(INPUT MATERIAL begins)
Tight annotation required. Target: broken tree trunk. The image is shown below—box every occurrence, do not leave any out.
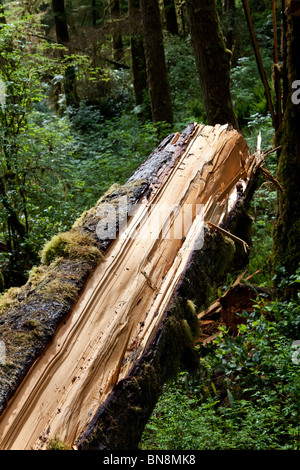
[0,123,264,450]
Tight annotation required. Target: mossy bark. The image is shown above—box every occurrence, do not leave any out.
[0,258,96,415]
[0,125,195,418]
[185,0,238,129]
[272,5,300,293]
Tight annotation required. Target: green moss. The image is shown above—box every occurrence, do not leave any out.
[0,272,5,293]
[73,179,147,232]
[41,231,103,265]
[27,261,80,305]
[47,437,71,450]
[21,319,41,330]
[187,299,196,315]
[213,235,236,278]
[0,287,22,315]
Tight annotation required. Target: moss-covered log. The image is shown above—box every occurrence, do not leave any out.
[0,125,195,417]
[0,123,265,450]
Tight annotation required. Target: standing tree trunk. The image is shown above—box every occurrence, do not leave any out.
[163,0,179,35]
[272,1,300,295]
[224,0,236,52]
[139,0,174,124]
[178,1,187,37]
[280,0,289,112]
[110,0,124,63]
[185,0,238,129]
[92,0,98,27]
[52,0,79,109]
[129,0,148,112]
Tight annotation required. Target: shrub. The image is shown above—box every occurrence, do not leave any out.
[141,284,300,450]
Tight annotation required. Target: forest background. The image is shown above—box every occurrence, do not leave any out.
[0,0,299,450]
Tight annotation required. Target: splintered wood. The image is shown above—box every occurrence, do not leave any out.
[0,124,254,450]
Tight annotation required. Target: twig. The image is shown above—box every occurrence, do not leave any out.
[258,166,284,192]
[206,221,249,253]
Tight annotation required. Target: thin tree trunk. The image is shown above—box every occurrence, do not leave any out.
[281,0,289,112]
[52,0,69,43]
[129,0,147,110]
[52,0,79,109]
[92,0,97,27]
[178,1,187,37]
[139,0,174,124]
[272,1,300,295]
[224,0,235,52]
[163,0,179,35]
[272,0,283,130]
[185,0,238,129]
[110,0,124,63]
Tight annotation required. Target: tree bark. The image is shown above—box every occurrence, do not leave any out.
[51,0,79,108]
[281,0,289,112]
[224,0,236,52]
[129,0,148,111]
[139,0,174,124]
[110,0,124,63]
[185,0,238,129]
[272,1,300,294]
[52,0,69,44]
[92,0,97,27]
[163,0,179,35]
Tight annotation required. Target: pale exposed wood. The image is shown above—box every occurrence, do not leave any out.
[0,124,262,450]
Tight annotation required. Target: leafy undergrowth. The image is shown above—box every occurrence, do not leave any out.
[140,274,300,450]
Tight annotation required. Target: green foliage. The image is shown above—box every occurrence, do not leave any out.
[247,180,277,287]
[0,17,69,284]
[47,437,70,450]
[68,107,167,209]
[231,55,274,140]
[41,231,102,265]
[141,289,300,450]
[164,34,205,126]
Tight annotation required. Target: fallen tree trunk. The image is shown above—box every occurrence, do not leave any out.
(INPUT MATERIAL ends)
All of the entries above need to be transcribed exactly, except for the pictures.

#### [RESULT OF THE TASK]
Tight annotation required. Target: broken tree trunk. The image is shown below—box every occurrence, do not leave any out.
[0,123,264,450]
Tight annotation required. Target: mossy bark. The image is shown above—box every occurrence, do not leave any out.
[0,258,96,415]
[0,125,195,418]
[185,0,238,129]
[272,5,300,293]
Tight annotation required. Target: green moss. The image is shown above—box every occurrence, do not leave any out.
[0,272,5,293]
[73,179,147,232]
[41,231,103,265]
[27,261,80,305]
[47,437,71,450]
[21,319,41,330]
[187,299,196,315]
[213,235,236,278]
[0,287,22,315]
Tight annotation required. Target: moss-covered log. The image is shown above—box every occurrence, do not leave any out.
[0,125,195,417]
[0,123,265,450]
Tight annotation required. Target: standing tree trunk. The image is shown above—box every occurrence, do not leave any out.
[163,0,179,35]
[272,1,300,295]
[224,0,236,52]
[139,0,174,124]
[178,1,187,37]
[280,0,289,112]
[110,0,124,63]
[185,0,238,129]
[92,0,98,27]
[52,0,79,109]
[129,0,148,112]
Tight annotation required. Target: shrub. The image is shown above—box every occurrence, do not leave any out.
[141,284,300,450]
Tight annotation required. Target: forest background. The image is shown above—box every occurrence, do not leave any out.
[0,0,299,450]
Tight annotation required. Target: splintered wood. The image is shown above—box every occurrence, do not leave any out.
[0,124,254,450]
Tight annotation required. Target: twig. The image is shown above—box every occurrence, do not leave any out.
[258,166,284,192]
[206,221,249,253]
Tight annotation required. Target: thin tree trunk. The image is shown above—box every occurrence, do not leave any out.
[281,0,289,112]
[52,0,69,43]
[129,0,147,110]
[52,0,79,109]
[92,0,97,27]
[178,1,187,37]
[139,0,174,124]
[272,1,300,295]
[224,0,235,52]
[163,0,179,35]
[272,0,283,130]
[185,0,238,129]
[110,0,124,63]
Tight annotation required. Target: tree bark. The image is shown above—box every occurrence, do not leave any out.
[51,0,79,108]
[281,0,289,112]
[224,0,236,52]
[129,0,148,111]
[139,0,174,124]
[110,0,124,63]
[185,0,238,129]
[272,1,300,294]
[52,0,69,44]
[92,0,97,27]
[163,0,179,35]
Tight annotation required. Target: pale exposed wood. The image is shown above—box every occurrence, do not leave any out.
[0,124,262,450]
Tight annotation required. Target: leafy undergrowth. The image is shown above—box every occurrence, do not leave any out.
[140,274,300,450]
Tight annotation required. Target: green foliage. The image is shown above—box every occurrence, do not leave any out.
[247,180,277,287]
[0,17,69,284]
[47,437,70,450]
[68,107,167,209]
[231,55,274,140]
[41,231,102,265]
[141,289,300,450]
[164,34,205,126]
Tight annotation required. Target: fallen tree trunk. The image is shown above—box every occurrence, do not leave any out.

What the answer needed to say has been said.